◆ **Given records**:

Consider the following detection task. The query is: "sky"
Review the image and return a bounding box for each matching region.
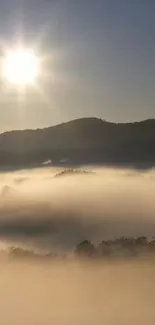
[0,0,155,131]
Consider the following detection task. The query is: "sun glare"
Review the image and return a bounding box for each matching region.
[3,49,38,85]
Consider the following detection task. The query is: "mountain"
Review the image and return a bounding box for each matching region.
[0,117,155,167]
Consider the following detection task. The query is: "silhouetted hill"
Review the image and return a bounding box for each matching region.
[0,117,155,167]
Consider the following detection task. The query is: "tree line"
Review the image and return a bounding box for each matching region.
[75,237,155,258]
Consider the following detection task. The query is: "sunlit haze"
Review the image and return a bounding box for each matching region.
[0,167,154,324]
[0,1,154,131]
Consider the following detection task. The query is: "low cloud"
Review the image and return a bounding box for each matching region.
[0,167,155,324]
[0,166,154,252]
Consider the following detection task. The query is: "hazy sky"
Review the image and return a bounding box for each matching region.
[0,0,155,131]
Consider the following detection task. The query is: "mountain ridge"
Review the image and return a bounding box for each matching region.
[0,117,155,167]
[1,117,155,135]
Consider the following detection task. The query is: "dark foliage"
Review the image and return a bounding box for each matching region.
[75,237,155,259]
[75,240,97,258]
[54,169,94,178]
[4,236,155,261]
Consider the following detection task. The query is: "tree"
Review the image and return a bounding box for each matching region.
[75,240,96,258]
[135,236,147,246]
[98,241,111,257]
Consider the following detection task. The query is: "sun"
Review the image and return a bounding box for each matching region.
[3,48,38,85]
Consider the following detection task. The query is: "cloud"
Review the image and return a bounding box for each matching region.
[0,166,153,252]
[0,167,155,325]
[0,259,155,325]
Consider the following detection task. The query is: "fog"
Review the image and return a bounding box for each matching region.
[0,166,154,324]
[0,166,154,252]
[0,259,153,325]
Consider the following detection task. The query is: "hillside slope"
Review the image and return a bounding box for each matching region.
[0,117,155,167]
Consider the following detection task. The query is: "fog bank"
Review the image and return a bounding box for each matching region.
[0,166,154,252]
[0,259,155,325]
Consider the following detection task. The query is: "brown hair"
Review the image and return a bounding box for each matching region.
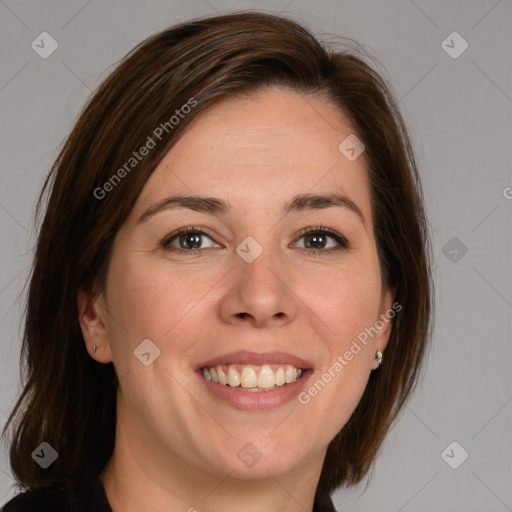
[2,11,433,494]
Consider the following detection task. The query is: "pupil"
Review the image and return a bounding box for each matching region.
[306,234,325,249]
[180,233,201,249]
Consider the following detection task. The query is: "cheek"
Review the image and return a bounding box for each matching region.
[295,260,381,418]
[304,262,382,350]
[105,253,205,363]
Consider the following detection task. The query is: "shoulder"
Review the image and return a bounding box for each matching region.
[2,483,69,511]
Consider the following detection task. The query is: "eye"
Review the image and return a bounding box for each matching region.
[161,227,220,254]
[161,224,349,256]
[291,225,349,256]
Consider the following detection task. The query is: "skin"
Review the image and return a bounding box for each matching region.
[78,87,393,512]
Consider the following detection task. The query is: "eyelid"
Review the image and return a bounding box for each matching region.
[161,226,220,248]
[291,225,350,251]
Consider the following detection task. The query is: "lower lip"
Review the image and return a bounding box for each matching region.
[197,369,313,411]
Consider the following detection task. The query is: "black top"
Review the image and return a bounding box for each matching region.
[2,476,337,511]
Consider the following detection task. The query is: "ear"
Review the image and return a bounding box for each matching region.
[77,287,113,363]
[371,286,397,369]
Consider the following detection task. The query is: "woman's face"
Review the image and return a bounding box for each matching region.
[84,88,393,484]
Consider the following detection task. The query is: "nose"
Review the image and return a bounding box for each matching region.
[218,244,299,329]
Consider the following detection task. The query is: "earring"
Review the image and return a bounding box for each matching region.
[375,350,383,366]
[92,344,97,354]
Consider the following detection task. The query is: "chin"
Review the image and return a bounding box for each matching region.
[201,433,311,480]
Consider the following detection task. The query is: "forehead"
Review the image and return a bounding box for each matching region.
[134,88,371,223]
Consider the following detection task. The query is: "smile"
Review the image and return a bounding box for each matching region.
[201,364,304,392]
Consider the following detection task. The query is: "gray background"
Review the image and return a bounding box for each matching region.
[1,0,511,510]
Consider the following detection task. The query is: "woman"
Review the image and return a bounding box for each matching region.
[2,11,433,512]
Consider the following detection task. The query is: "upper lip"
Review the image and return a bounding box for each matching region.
[196,351,313,370]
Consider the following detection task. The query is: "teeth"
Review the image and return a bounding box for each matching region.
[257,365,275,388]
[240,366,258,388]
[218,368,227,385]
[227,366,240,387]
[275,367,285,386]
[285,365,295,383]
[202,363,304,390]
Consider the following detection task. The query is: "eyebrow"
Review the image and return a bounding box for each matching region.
[137,192,366,228]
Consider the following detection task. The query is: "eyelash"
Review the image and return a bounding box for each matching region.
[161,223,350,257]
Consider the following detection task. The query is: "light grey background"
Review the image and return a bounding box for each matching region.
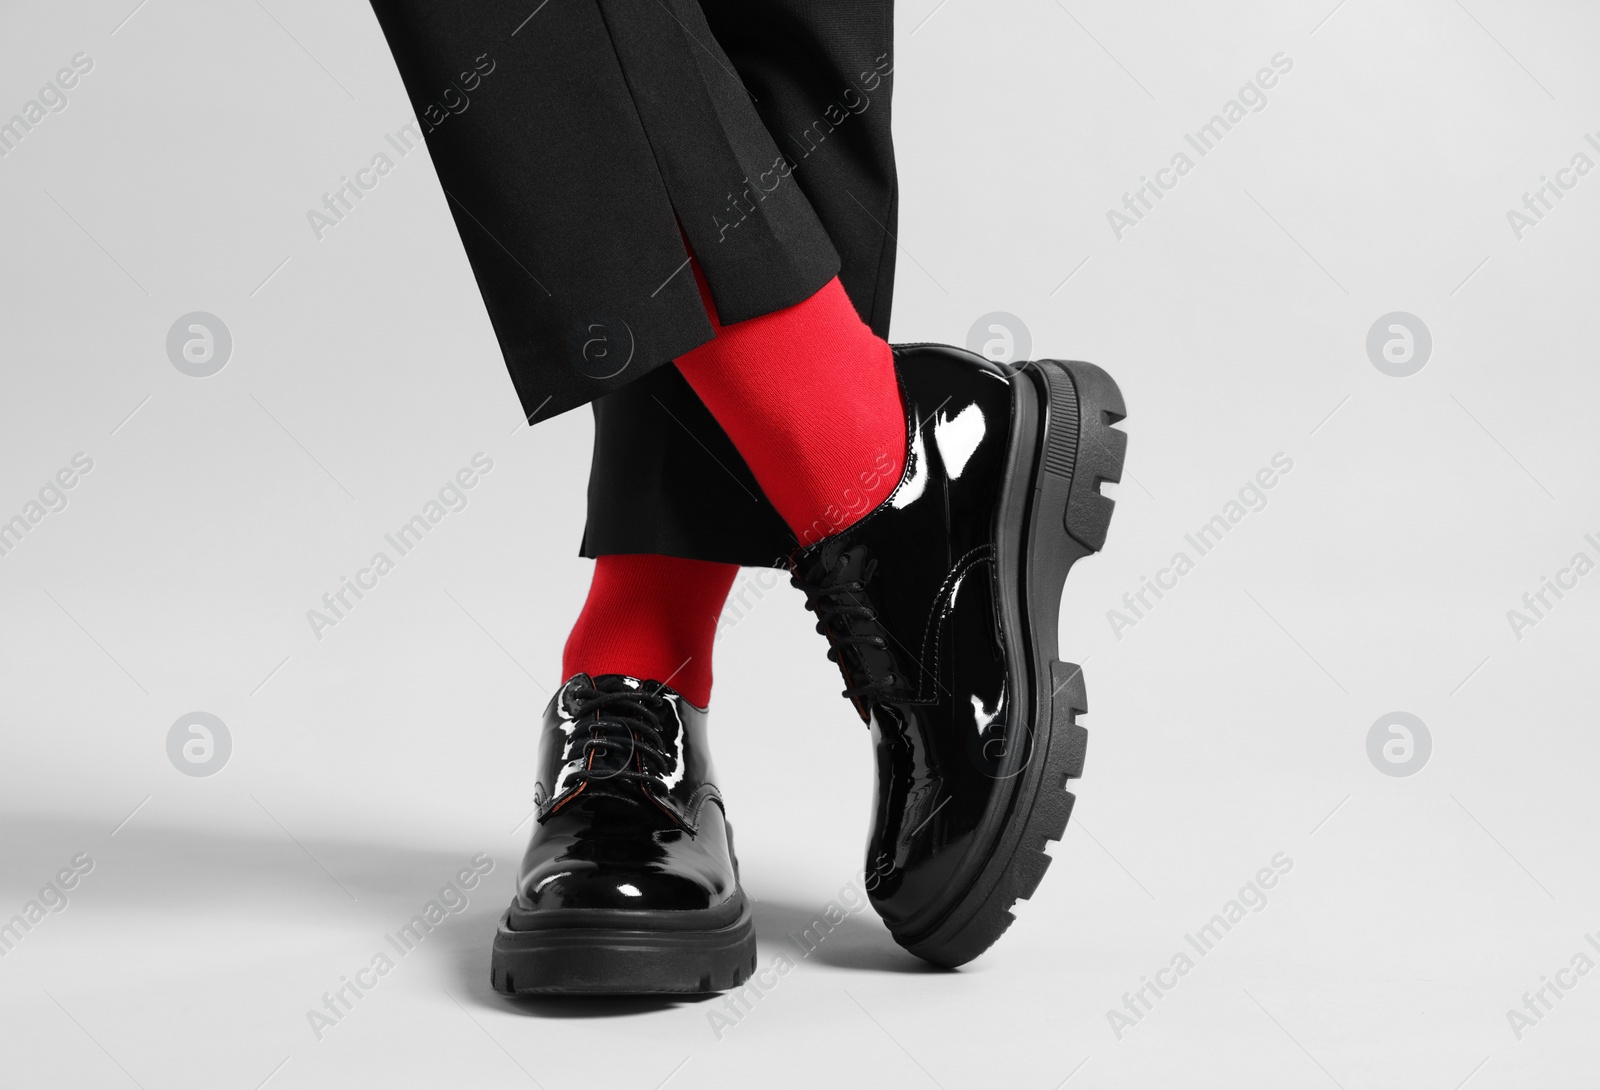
[3,0,1597,1087]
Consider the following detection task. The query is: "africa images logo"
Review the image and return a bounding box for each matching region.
[1106,52,1294,240]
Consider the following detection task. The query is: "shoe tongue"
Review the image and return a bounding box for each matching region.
[792,531,843,572]
[829,544,872,584]
[561,673,643,715]
[795,538,857,583]
[593,673,674,699]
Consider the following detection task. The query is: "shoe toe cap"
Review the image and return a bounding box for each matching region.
[517,862,724,912]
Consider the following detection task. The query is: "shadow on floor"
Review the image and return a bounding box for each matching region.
[8,811,940,1021]
[749,894,943,975]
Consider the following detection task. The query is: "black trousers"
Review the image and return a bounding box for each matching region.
[368,0,898,566]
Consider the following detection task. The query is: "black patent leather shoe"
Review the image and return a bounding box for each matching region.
[490,673,756,995]
[790,346,1127,967]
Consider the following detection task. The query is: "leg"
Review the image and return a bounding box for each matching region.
[672,257,905,547]
[562,554,737,707]
[582,0,899,567]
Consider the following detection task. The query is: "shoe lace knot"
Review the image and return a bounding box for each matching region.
[564,679,675,805]
[790,550,899,703]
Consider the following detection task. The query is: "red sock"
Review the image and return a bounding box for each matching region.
[561,553,738,706]
[675,260,906,547]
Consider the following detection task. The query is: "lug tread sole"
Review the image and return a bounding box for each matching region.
[489,906,757,996]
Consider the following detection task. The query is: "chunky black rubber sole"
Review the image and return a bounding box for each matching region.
[489,900,758,996]
[895,358,1126,968]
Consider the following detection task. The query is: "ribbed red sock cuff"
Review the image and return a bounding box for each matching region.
[675,260,906,547]
[561,553,739,706]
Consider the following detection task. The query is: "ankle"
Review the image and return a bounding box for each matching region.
[562,554,737,706]
[674,280,907,547]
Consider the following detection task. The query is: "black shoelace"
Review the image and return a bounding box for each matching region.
[564,681,674,805]
[791,553,899,703]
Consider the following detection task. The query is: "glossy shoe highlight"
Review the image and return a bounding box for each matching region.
[790,345,1127,967]
[490,674,756,995]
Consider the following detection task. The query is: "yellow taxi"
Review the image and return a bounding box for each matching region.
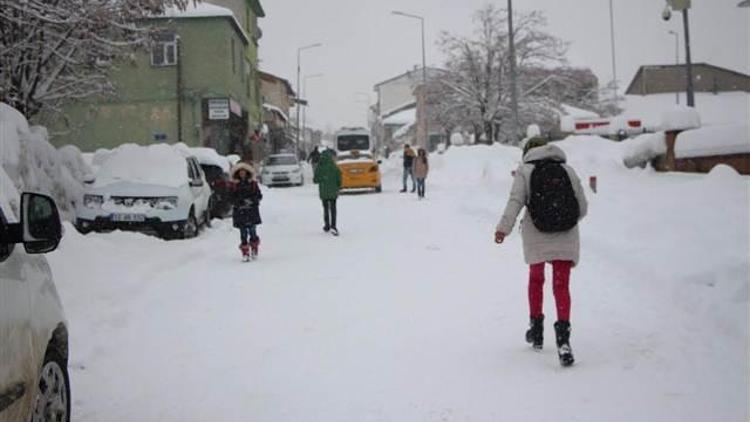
[337,150,382,192]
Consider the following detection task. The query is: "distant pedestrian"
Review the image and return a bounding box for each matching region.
[231,163,263,261]
[313,150,342,236]
[413,148,429,199]
[307,146,321,169]
[494,137,588,367]
[400,144,416,193]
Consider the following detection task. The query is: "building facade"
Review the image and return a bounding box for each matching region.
[49,1,265,155]
[626,63,750,96]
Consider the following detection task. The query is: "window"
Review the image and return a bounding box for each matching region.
[151,32,177,67]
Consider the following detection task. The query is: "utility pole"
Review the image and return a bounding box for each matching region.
[391,11,428,148]
[669,30,680,105]
[507,0,520,145]
[608,0,619,109]
[682,8,695,107]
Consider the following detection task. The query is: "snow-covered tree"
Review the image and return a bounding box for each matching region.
[437,5,569,144]
[0,0,191,120]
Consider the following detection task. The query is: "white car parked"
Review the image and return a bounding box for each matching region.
[75,144,211,240]
[0,192,69,422]
[260,154,304,187]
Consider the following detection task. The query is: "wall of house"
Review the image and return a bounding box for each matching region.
[49,18,249,152]
[377,76,417,116]
[632,66,750,95]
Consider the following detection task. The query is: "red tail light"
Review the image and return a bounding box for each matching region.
[369,165,379,173]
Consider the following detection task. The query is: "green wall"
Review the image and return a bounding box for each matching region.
[51,16,260,152]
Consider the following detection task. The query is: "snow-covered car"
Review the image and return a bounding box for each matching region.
[260,154,304,186]
[0,192,69,422]
[75,144,211,239]
[190,147,233,219]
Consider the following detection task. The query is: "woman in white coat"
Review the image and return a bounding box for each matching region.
[494,138,588,366]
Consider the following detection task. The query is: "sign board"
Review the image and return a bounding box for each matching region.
[208,99,230,120]
[667,0,691,11]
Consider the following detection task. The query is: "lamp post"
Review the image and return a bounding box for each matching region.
[302,73,323,150]
[608,0,619,109]
[663,0,694,107]
[296,43,322,153]
[391,10,428,148]
[738,0,750,7]
[668,30,680,104]
[507,0,520,145]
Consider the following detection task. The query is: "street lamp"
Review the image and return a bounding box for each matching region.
[662,0,695,107]
[302,73,323,149]
[668,30,680,105]
[738,0,750,7]
[391,10,428,148]
[296,42,322,153]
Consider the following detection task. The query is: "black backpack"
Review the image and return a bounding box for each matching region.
[527,160,580,232]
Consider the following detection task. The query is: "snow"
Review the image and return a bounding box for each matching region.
[675,124,750,159]
[623,92,750,129]
[392,121,415,140]
[382,107,416,126]
[47,137,749,421]
[661,108,702,132]
[263,103,289,122]
[160,2,249,43]
[621,132,667,168]
[0,102,90,220]
[189,147,231,173]
[95,144,189,188]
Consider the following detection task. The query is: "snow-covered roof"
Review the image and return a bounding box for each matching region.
[559,104,600,119]
[383,107,416,126]
[675,124,750,159]
[380,101,417,120]
[263,103,289,122]
[393,121,415,139]
[158,2,249,44]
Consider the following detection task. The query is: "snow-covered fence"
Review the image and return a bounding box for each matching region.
[0,102,91,220]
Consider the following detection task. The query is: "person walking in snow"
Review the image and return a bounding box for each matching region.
[313,150,342,236]
[400,144,417,193]
[307,146,321,169]
[231,163,263,261]
[494,137,588,367]
[413,147,429,199]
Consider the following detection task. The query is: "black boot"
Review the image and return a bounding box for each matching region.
[554,321,575,367]
[525,315,544,350]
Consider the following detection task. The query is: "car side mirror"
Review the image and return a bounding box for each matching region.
[20,192,63,254]
[190,179,204,188]
[377,160,383,164]
[83,174,96,184]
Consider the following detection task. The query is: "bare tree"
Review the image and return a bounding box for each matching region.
[0,0,191,120]
[437,5,569,144]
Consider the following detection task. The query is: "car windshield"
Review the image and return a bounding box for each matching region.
[337,135,370,151]
[266,156,297,166]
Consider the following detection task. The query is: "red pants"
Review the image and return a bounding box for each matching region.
[528,260,572,322]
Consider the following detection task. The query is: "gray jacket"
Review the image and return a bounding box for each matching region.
[496,144,588,265]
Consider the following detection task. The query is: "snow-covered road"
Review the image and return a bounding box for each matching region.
[48,140,749,421]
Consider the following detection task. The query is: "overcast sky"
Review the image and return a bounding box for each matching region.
[258,0,749,131]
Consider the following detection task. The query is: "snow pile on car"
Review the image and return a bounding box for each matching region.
[188,146,231,174]
[0,102,91,220]
[95,143,190,188]
[675,124,750,159]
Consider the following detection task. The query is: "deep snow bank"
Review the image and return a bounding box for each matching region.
[0,102,91,219]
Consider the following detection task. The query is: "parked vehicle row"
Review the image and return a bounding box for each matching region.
[0,192,70,422]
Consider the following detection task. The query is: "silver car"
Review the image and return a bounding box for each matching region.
[0,193,69,422]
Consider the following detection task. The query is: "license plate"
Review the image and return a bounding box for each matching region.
[349,168,364,174]
[112,213,146,222]
[272,177,289,182]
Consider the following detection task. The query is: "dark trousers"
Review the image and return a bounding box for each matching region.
[322,199,337,229]
[239,225,258,245]
[416,178,426,197]
[402,166,415,191]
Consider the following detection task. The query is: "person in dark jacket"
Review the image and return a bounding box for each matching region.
[413,148,429,199]
[231,163,263,260]
[313,150,342,235]
[400,144,416,193]
[307,147,321,169]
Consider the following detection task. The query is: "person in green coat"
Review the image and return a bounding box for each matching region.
[313,150,342,235]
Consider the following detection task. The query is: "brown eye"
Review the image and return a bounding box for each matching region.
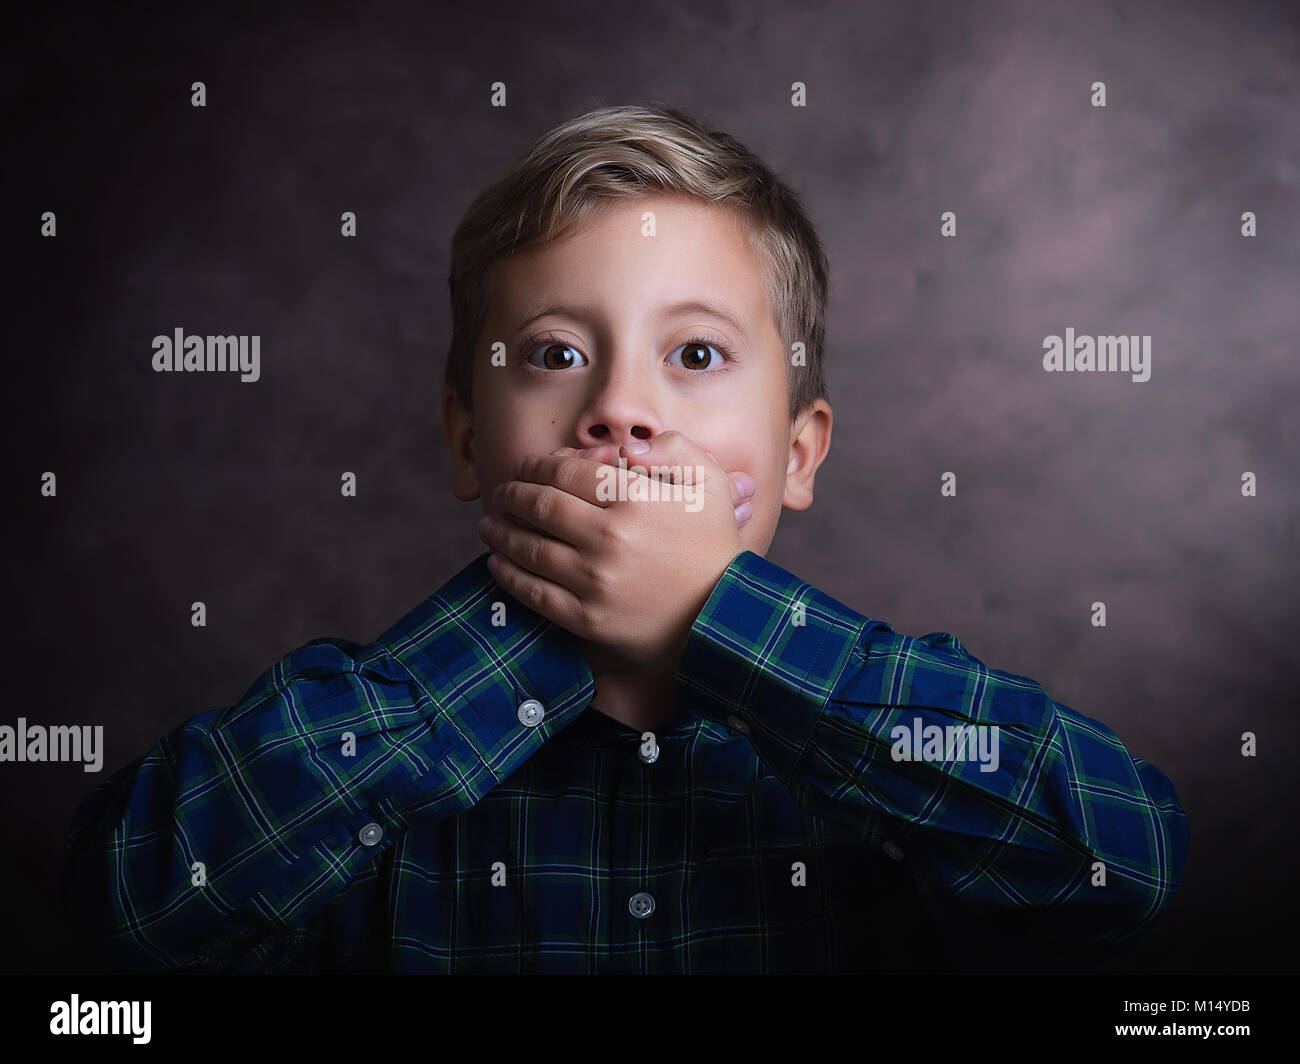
[526,341,588,371]
[669,341,725,371]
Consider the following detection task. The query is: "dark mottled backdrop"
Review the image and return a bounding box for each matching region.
[4,0,1298,973]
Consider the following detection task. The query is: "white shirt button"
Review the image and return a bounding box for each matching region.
[638,733,659,764]
[628,891,655,919]
[358,822,383,846]
[883,841,904,861]
[725,715,751,736]
[517,699,545,727]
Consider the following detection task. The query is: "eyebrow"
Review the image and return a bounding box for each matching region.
[513,299,751,345]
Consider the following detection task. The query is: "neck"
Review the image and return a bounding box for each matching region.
[575,638,681,734]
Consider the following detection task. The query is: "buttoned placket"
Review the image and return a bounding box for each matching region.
[630,727,660,931]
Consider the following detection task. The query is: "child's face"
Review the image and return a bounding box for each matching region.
[443,192,831,557]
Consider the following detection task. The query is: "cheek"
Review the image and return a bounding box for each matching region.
[739,446,780,489]
[475,414,525,464]
[484,430,558,492]
[704,442,776,494]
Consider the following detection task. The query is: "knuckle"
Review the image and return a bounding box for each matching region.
[554,461,581,494]
[585,560,609,593]
[576,599,599,637]
[533,489,555,523]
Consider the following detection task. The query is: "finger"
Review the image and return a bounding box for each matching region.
[574,443,622,465]
[478,507,587,590]
[727,471,756,508]
[548,445,619,464]
[618,432,727,494]
[538,444,622,468]
[490,473,606,552]
[484,551,586,633]
[637,439,754,525]
[511,448,599,476]
[511,452,629,511]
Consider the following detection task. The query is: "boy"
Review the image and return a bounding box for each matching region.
[59,103,1189,973]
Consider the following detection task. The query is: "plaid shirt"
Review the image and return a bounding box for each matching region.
[60,550,1189,973]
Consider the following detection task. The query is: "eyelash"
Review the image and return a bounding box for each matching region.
[519,330,737,371]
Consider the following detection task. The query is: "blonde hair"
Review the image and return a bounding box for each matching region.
[444,102,829,423]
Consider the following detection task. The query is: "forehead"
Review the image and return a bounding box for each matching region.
[485,194,770,320]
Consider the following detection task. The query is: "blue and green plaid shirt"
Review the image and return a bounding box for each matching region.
[60,550,1189,973]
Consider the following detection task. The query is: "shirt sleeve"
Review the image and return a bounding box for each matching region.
[58,554,593,972]
[675,550,1190,957]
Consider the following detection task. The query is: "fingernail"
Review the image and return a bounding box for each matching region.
[511,456,525,476]
[622,440,650,454]
[734,473,756,498]
[735,501,752,527]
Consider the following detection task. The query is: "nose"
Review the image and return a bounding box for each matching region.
[575,359,660,450]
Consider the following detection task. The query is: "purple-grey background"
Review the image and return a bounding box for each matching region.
[4,0,1298,973]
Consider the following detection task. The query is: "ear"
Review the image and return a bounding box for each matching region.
[441,383,481,501]
[781,399,833,512]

◆ **Your task**:
Go through the entries above, and wherever a line holds the word "cloud", copy that line.

◆ **Reply to the task**:
Consider the following detection task. The query is: "low cloud"
Consider the following detection task. The query is: "cloud"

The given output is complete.